— Begin —

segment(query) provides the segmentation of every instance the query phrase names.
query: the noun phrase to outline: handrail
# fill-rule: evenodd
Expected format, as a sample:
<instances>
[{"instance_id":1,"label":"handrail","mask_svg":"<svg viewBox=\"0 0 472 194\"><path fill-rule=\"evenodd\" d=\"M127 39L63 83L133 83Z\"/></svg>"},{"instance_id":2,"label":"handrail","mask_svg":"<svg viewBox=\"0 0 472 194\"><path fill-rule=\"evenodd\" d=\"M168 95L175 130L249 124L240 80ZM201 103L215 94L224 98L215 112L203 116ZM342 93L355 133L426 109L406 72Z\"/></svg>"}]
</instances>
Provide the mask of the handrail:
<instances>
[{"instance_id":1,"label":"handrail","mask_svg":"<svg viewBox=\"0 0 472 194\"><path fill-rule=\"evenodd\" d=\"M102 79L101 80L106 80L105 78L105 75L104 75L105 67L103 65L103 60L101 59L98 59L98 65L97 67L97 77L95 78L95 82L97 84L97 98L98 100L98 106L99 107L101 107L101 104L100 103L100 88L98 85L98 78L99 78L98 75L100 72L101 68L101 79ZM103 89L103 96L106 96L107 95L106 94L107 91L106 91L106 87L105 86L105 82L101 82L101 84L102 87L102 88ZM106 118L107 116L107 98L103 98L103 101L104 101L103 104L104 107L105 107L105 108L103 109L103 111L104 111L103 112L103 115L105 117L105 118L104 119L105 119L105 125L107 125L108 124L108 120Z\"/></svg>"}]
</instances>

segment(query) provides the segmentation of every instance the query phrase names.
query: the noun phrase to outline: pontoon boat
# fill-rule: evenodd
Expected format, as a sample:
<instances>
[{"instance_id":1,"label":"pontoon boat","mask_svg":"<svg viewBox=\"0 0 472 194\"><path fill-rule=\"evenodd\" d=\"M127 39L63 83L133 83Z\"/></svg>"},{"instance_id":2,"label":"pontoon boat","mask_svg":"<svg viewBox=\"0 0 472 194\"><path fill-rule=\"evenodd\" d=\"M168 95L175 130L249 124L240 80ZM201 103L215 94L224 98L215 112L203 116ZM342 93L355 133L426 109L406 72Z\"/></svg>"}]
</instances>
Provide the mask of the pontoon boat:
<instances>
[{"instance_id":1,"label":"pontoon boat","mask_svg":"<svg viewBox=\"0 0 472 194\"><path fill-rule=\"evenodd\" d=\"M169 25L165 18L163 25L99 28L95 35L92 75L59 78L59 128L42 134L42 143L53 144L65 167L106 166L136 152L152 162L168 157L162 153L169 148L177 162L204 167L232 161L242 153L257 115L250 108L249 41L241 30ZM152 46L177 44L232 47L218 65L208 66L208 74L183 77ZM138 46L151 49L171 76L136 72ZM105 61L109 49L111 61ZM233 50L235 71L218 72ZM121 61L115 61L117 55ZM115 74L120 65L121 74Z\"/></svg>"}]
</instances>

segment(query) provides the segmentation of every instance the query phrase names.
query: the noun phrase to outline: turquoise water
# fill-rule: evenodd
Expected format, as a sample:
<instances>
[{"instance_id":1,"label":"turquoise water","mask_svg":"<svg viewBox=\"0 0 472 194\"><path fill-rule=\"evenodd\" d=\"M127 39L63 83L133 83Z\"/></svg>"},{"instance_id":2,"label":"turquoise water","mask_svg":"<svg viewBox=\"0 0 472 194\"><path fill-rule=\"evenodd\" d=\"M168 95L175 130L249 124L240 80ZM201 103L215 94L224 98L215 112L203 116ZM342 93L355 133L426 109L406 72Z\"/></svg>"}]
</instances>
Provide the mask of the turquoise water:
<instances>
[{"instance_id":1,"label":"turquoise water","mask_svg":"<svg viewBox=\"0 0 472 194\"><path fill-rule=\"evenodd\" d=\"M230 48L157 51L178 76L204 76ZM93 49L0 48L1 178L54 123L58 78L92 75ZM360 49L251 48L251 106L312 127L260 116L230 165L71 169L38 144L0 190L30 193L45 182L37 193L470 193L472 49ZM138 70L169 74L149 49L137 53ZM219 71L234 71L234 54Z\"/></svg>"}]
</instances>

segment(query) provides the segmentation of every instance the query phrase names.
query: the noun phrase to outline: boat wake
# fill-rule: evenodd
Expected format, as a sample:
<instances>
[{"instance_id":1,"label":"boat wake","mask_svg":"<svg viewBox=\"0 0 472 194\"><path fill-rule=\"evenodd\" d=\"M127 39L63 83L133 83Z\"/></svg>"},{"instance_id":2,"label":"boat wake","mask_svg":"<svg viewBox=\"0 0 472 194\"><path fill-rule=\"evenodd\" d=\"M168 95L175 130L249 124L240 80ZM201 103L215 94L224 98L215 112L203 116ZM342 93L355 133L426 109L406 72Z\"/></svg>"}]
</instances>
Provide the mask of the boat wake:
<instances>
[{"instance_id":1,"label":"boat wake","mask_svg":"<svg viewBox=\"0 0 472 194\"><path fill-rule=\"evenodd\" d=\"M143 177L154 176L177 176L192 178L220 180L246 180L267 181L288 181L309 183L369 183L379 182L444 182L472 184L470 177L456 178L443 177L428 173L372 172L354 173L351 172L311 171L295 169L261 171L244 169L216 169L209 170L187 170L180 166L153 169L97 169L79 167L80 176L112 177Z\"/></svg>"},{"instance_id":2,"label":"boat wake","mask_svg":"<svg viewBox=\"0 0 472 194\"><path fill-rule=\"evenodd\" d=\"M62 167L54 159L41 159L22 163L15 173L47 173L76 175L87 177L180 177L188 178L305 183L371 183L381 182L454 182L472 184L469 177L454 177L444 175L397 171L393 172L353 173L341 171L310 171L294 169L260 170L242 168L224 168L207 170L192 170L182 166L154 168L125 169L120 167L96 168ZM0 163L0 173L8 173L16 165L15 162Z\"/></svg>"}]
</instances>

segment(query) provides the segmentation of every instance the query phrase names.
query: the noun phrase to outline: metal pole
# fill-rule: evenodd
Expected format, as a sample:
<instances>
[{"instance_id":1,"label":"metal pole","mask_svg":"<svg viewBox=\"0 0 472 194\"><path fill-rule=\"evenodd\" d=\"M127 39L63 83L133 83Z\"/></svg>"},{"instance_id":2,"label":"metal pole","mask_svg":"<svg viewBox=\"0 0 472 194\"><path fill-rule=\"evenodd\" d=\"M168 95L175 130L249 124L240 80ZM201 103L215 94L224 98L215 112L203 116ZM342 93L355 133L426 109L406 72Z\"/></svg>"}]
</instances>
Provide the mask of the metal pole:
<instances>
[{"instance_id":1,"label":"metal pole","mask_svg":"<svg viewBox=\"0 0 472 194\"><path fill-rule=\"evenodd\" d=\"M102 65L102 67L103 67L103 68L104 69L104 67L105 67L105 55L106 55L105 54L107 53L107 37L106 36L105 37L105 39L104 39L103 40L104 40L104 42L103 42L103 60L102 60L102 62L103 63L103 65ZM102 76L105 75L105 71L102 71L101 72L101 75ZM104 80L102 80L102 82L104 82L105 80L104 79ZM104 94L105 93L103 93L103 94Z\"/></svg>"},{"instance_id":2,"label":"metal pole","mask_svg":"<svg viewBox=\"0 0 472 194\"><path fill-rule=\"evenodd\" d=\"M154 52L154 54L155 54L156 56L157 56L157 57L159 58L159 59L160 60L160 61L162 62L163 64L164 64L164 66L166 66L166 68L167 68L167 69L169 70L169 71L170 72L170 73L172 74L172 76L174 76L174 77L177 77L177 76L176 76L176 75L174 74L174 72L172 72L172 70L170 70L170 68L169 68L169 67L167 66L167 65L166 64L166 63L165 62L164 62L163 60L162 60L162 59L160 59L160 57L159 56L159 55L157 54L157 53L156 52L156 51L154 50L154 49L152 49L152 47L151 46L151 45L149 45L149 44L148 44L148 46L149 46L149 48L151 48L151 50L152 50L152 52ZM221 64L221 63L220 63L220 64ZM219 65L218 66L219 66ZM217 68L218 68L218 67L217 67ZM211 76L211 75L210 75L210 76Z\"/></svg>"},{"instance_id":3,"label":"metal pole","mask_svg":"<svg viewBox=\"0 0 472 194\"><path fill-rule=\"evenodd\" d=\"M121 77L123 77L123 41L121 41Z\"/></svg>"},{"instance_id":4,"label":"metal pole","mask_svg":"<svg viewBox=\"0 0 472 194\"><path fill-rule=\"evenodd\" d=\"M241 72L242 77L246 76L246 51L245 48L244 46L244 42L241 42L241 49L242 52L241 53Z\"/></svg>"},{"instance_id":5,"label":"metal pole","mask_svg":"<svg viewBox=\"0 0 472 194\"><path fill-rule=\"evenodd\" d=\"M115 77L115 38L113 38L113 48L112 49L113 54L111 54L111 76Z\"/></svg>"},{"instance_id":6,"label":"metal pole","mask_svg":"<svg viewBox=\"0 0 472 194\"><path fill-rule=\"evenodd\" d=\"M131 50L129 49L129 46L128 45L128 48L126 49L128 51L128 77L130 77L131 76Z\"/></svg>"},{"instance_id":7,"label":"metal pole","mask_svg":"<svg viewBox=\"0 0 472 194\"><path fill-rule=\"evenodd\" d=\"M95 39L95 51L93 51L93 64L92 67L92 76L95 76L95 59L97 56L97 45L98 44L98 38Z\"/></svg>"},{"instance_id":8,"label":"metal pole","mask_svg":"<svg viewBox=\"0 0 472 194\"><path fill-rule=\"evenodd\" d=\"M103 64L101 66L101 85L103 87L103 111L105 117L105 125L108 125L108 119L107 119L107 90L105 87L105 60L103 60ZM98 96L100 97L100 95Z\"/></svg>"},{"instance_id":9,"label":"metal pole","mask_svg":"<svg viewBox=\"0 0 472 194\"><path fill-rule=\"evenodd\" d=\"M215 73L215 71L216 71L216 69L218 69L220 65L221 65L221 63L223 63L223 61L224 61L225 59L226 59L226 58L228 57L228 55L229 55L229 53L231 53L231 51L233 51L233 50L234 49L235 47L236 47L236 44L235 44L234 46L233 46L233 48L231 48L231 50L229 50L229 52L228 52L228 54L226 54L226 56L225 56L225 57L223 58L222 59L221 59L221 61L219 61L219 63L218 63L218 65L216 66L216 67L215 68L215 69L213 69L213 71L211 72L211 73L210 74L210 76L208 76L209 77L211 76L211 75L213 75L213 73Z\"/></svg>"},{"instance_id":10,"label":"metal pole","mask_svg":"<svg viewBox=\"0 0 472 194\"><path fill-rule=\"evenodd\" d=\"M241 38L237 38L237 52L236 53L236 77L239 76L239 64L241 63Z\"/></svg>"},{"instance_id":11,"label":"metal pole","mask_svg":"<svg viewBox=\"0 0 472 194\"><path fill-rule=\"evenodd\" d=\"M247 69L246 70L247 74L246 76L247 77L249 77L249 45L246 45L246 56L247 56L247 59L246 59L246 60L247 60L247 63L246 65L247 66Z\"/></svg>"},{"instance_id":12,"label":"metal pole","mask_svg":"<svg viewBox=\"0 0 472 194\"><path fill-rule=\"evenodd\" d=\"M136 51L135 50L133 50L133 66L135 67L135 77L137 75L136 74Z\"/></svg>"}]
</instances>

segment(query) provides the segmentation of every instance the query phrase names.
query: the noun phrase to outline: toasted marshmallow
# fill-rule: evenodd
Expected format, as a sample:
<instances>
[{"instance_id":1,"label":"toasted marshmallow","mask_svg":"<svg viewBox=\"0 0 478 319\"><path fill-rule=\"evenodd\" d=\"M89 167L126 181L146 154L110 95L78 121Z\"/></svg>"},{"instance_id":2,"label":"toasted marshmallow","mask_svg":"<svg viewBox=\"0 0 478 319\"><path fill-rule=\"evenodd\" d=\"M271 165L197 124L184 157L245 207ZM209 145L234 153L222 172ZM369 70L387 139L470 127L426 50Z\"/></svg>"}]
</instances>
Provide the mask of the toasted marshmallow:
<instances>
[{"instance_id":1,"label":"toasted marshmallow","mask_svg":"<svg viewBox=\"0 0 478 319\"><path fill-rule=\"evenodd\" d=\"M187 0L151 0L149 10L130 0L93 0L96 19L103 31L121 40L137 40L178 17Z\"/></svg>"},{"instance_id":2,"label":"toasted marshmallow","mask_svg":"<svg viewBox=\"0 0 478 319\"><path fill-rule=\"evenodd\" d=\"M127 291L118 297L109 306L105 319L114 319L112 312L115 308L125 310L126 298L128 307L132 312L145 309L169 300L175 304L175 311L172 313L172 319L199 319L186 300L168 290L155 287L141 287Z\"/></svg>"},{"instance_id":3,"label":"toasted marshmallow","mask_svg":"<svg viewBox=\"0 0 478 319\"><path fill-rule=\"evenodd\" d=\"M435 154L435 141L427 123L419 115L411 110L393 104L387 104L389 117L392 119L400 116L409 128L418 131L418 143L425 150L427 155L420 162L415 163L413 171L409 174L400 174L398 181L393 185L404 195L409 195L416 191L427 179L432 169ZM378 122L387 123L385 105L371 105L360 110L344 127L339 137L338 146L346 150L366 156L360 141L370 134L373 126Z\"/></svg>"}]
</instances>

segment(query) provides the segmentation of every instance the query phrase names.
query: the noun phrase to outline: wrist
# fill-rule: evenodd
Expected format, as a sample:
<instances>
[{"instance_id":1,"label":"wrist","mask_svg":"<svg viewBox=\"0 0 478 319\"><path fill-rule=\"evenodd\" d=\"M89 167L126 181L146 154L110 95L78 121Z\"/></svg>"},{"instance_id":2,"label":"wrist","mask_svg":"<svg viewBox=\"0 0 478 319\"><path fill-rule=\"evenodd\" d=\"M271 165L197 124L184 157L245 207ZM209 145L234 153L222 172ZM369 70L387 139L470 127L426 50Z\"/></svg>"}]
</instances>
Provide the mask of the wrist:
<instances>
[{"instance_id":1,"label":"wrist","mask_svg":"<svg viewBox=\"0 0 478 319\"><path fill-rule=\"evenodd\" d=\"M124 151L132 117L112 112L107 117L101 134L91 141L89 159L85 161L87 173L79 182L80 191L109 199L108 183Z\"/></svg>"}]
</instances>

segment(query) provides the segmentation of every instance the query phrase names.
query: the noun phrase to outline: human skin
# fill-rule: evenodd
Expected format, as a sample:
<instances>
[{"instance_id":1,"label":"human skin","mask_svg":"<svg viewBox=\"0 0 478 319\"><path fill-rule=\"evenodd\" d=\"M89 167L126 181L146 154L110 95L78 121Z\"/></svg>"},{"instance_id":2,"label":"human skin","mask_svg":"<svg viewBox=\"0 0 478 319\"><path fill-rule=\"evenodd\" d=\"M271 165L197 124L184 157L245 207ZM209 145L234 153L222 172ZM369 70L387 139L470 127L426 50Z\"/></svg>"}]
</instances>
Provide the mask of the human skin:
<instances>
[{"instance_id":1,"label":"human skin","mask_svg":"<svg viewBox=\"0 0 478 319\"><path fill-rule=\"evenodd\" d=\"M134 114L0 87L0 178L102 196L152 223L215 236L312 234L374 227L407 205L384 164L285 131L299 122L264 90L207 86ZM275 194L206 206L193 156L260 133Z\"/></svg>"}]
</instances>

— End —

→ **WHAT YOU SHOULD DO**
Collect every line of the rows above that contains the word "turquoise", and copy each one in full.

→ **WRITTEN RESPONSE**
query: the noun phrase to outline: turquoise water
[{"instance_id":1,"label":"turquoise water","mask_svg":"<svg viewBox=\"0 0 472 194\"><path fill-rule=\"evenodd\" d=\"M127 39L63 83L133 83Z\"/></svg>"},{"instance_id":2,"label":"turquoise water","mask_svg":"<svg viewBox=\"0 0 472 194\"><path fill-rule=\"evenodd\" d=\"M168 95L175 130L249 124L240 80ZM201 103L215 94L224 98L215 112L203 116ZM342 93L355 133L426 109L406 72Z\"/></svg>"}]
Provide the mask of the turquoise water:
[{"instance_id":1,"label":"turquoise water","mask_svg":"<svg viewBox=\"0 0 472 194\"><path fill-rule=\"evenodd\" d=\"M230 48L157 51L178 76L204 76ZM93 49L0 48L1 178L54 123L58 78L92 75ZM360 49L251 48L251 106L312 127L260 116L230 165L71 169L38 144L0 190L30 193L45 182L37 193L470 193L472 49ZM138 70L169 74L149 49L137 53ZM219 71L234 71L234 54Z\"/></svg>"}]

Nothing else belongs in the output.